• Work request
Retype the passage about Gerald Weissmann between "Gerald Weissmann (August" and "Age of Endarkenment.", inclusive.

• Text under study
-------------------------

Transporting us across more than four hundred years of pivotal moments in science and medicine, Gerald Weissmann distills history's lessons for today's new age of sect and violence: "The Endarkenment." Among others, he lingers with Galileo and his daughter in seventeenth-century Florence, Diderot and d'Alembert in Enlightenment Paris, William and Alice James in fin de siècle Boston, James Watson as the John McEnroe of DNA, and Craig Venter decoding the genome at the dawn of the twenty-first century. Weissmann's message is clear: "Experimental science is our defense—perhaps our best defense—against humbug and the Endarkenment."
Gerald Weissmann (August 7, 1930 – July 10, 2019) was a physician, scientist, editor, and essayist whose collections include The Fevers of Reason: New and Selected Essays; Epigenetics in the Age of Twitter: Pop Culture and Modern Science; Mortal and Immortal DNA: Science and the Lure of Myth; and Galileo’s Gout: Science in an Age of Endarkenment.

-------------------------

• The data

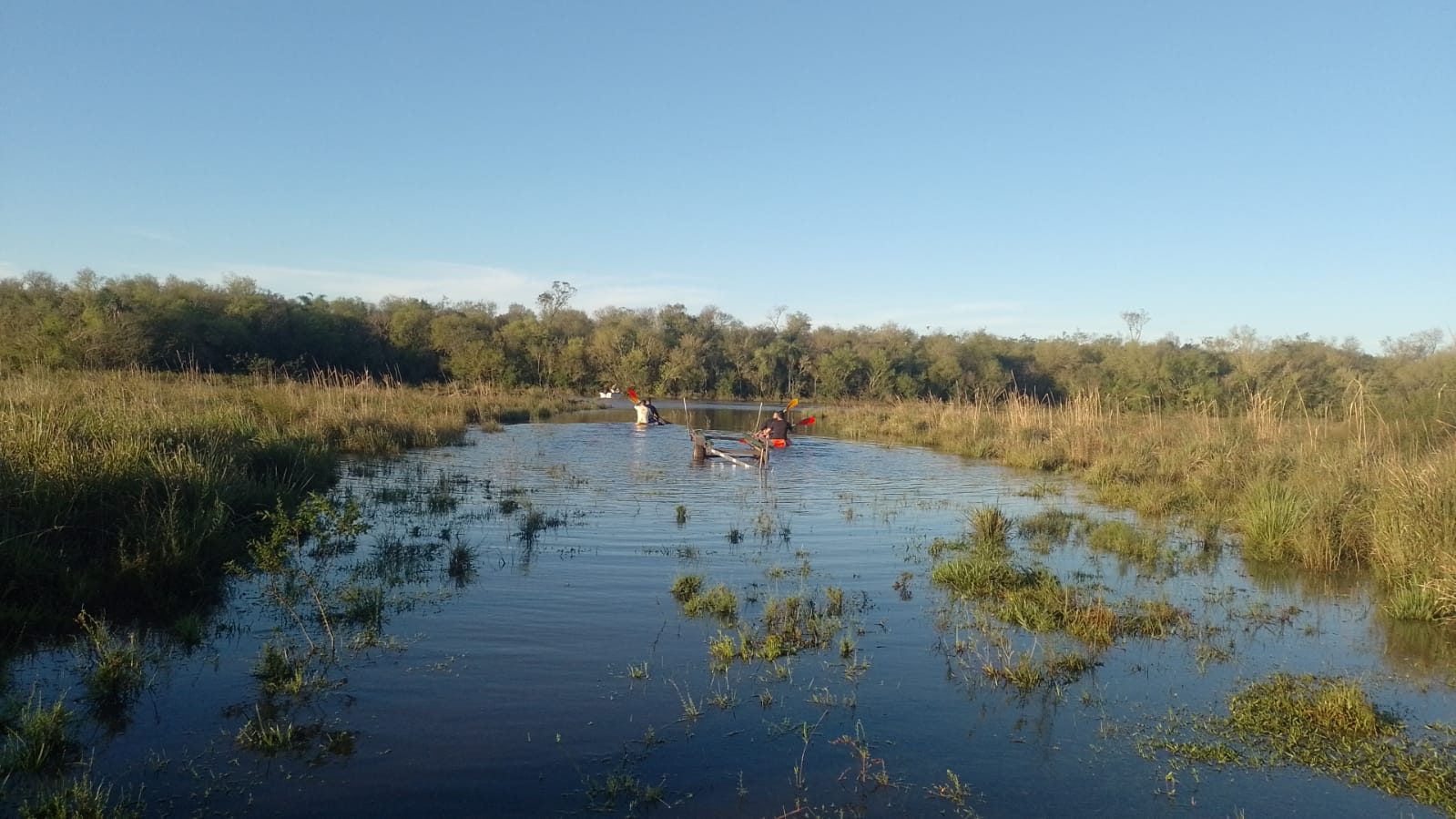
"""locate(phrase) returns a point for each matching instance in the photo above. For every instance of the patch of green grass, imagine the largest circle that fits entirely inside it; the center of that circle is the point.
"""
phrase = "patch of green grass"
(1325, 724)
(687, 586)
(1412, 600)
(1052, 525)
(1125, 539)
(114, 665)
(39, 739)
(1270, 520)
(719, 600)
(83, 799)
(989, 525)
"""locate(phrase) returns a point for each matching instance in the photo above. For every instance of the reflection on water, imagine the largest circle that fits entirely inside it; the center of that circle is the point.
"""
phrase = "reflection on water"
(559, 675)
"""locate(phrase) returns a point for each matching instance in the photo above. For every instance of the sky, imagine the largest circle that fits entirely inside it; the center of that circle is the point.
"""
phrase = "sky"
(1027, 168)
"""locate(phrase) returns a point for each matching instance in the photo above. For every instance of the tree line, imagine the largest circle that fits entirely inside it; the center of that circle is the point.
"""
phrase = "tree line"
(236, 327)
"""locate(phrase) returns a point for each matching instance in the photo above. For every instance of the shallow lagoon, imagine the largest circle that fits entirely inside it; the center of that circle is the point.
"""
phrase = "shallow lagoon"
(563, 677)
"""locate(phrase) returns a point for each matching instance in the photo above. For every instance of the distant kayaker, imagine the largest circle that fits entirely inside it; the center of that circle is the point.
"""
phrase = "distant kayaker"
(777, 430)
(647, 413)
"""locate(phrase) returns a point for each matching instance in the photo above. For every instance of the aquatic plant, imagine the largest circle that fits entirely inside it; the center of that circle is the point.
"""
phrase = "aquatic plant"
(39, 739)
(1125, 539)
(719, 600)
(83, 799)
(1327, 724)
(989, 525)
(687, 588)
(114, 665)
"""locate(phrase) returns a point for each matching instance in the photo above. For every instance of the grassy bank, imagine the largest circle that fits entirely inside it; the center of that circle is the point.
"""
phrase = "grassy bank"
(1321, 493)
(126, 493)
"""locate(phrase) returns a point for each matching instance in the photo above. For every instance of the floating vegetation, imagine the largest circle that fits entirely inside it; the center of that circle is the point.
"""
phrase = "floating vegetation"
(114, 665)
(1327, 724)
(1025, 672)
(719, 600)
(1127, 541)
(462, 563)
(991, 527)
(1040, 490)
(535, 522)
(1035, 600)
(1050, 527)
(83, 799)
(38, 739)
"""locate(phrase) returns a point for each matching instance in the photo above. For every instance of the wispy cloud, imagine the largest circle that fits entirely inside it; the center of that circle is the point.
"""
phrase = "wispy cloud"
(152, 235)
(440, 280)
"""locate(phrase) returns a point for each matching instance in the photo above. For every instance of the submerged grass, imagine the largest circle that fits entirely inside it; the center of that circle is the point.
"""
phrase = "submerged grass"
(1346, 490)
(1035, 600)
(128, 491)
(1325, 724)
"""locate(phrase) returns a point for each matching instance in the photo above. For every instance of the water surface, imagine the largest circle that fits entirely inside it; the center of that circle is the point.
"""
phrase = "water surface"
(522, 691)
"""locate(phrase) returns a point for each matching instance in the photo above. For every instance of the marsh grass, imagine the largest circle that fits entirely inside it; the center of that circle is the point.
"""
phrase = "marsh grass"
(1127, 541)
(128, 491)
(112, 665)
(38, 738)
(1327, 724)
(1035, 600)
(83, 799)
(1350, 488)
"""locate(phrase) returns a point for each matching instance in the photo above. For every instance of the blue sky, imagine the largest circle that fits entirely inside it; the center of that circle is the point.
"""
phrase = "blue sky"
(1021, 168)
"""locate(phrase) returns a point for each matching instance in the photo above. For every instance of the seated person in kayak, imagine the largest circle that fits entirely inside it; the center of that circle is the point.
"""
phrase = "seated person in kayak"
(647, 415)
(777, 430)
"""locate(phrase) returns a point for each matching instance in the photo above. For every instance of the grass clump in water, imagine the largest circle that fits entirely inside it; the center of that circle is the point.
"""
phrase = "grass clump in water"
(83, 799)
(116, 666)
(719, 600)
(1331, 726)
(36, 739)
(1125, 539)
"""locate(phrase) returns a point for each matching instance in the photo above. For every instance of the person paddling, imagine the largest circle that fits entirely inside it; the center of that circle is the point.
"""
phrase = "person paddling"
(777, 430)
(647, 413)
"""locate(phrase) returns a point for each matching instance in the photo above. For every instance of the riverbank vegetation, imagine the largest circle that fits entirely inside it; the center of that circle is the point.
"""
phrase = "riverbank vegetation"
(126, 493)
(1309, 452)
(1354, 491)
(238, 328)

-------------------------

• Your response
Gerald Weissmann (August 7, 1930 – July 10, 2019) was a physician, scientist, editor, and essayist whose collections include The Fevers of Reason: New and Selected Essays; Epigenetics in the Age of Twitter: Pop Culture and Modern Science; Mortal and Immortal DNA: Science and the Lure of Myth; and Galileo’s Gout: Science in an Age of Endarkenment.